## Begin Excerpted passage

Beginning in 1967, while Michael Power's 10th anniversary coincided with the country's 100th birthday, the schools entered an agreement with the Metropolitan Separate School Board (now the Toronto Catholic District School Board), whereby Grade 9 and 10 students would be under the publicly funded separate school system, while grades 11-13 continued to be taught by the Basilian Fathers and the Sisters of St. Joseph.

Into the 1970s, the new classrooms and a gym arrived with the centre portable, south portable and gym C in 1971. Michael Power became a co-educational school (with the girls being admitted into the institution) in 1973, it saw the introduction of the semester system being from nine 1/2 hour classes to four 70 minute classes despite the girls continued to attend St. Joseph's Islington. In terms of athletics, Power dominate nearly every team and individual sport in the TDCAA (and also Ontario) as far as track and field was concerned. The Junior Trojans football team won all ten league and exhibition games on their way to the championship as well as never being scored against in 1975. With a shining success of the union of Michael Power and St. Joseph's High School was the day Father Malone, the principal showed up wearing a blazer made of St. Joseph's Islington kilt plaid in a foreshadowing move. The graduating class of 1978 from Michael Power and St. Joseph's held the graduation ceremony at St. Michael's Cathedral. It was moved to the Etobicoke Olympium (now the ceremonies are held since then at Mississauga Convention Centre).

By then, rumours began to circulate that the Michael Power/St. Joseph's properties were to be sold to a developer and the schools consolidated to Royal York Collegiate Institute (later Etobicoke School of the Arts).

The two schools were officially unified under one name - Michael Power • St. Joseph in September 1982 on the same Bloor-Dundas complex. The designated principal was a Basilian Father while the vice-principal was a Sister of St. Joseph.  By 1984, however, the Ontario Government began funding Catholic high schools beyond Grade 10. As the Basilian Fathers continued to lead Michael Power/St. Joseph until the retirement of Fr. Paul James and the withdrawal of the Basilian Fathers and the Sisters of St. Joseph in 1987, Michael Power-St. Joseph was ceased as a private school, although it maintained the tradition characterized the coexistence of these two separate school communities throughout the 1960s and 1970s. The operations, curriculum, funding, and maintenance of Michael Power • St. Joseph was passed on to the MSSB.

## End Excerpted passage
## Begin Given data

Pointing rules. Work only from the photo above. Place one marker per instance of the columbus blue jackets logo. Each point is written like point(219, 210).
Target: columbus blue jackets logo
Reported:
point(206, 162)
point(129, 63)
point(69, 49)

## End Given data

# Problems
1/ Condense the paragraph of the Michael Power history that opens "The two schools were officially unified" into a short bulleted list. Keep its main facts.
2/ Summarize the Michael Power history in two sentences.
3/ Transcribe the stretch of the Michael Power history from "The two schools" through "to the MSSB.".

# Results in order
1/
- In September 1982, the two schools were officially unified as Michael Power • St. Joseph on the Bloor-Dundas complex.
- The principal was a Basilian Father, and the vice-principal was a Sister of St. Joseph.
- By 1984, the Ontario Government was funding Catholic high schools beyond Grade 10.
- In 1987, Fr. Paul James retired and the Basilian Fathers and the Sisters of St. Joseph withdrew. Michael Power-St. Joseph then ceased to be a private school but kept the tradition of the two school communities.
- The school's operations, curriculum, funding, and maintenance passed to the MSSB.

2/ Beginning in 1967, Grade 9 and 10 students came under the publicly funded separate school system while the Basilian Fathers and the Sisters of St. Joseph continued teaching grades 11-13, and in the 1970s Michael Power added new classrooms and a gym and became co-educational in 1973. The schools were officially unified as Michael Power • St. Joseph in September 1982, and after the Basilian Fathers and the Sisters of St. Joseph withdrew in 1987, it ceased to be a private school and its operations passed to the MSSB.

3/
The two schools were officially unified under one name - Michael Power • St. Joseph in September 1982 on the same Bloor-Dundas complex. The designated principal was a Basilian Father while the vice-principal was a Sister of St. Joseph.  By 1984, however, the Ontario Government began funding Catholic high schools beyond Grade 10. As the Basilian Fathers continued to lead Michael Power/St. Joseph until the retirement of Fr. Paul James and the withdrawal of the Basilian Fathers and the Sisters of St. Joseph in 1987, Michael Power-St. Joseph was ceased as a private school, although it maintained the tradition characterized the coexistence of these two separate school communities throughout the 1960s and 1970s. The operations, curriculum, funding, and maintenance of Michael Power • St. Joseph was passed on to the MSSB.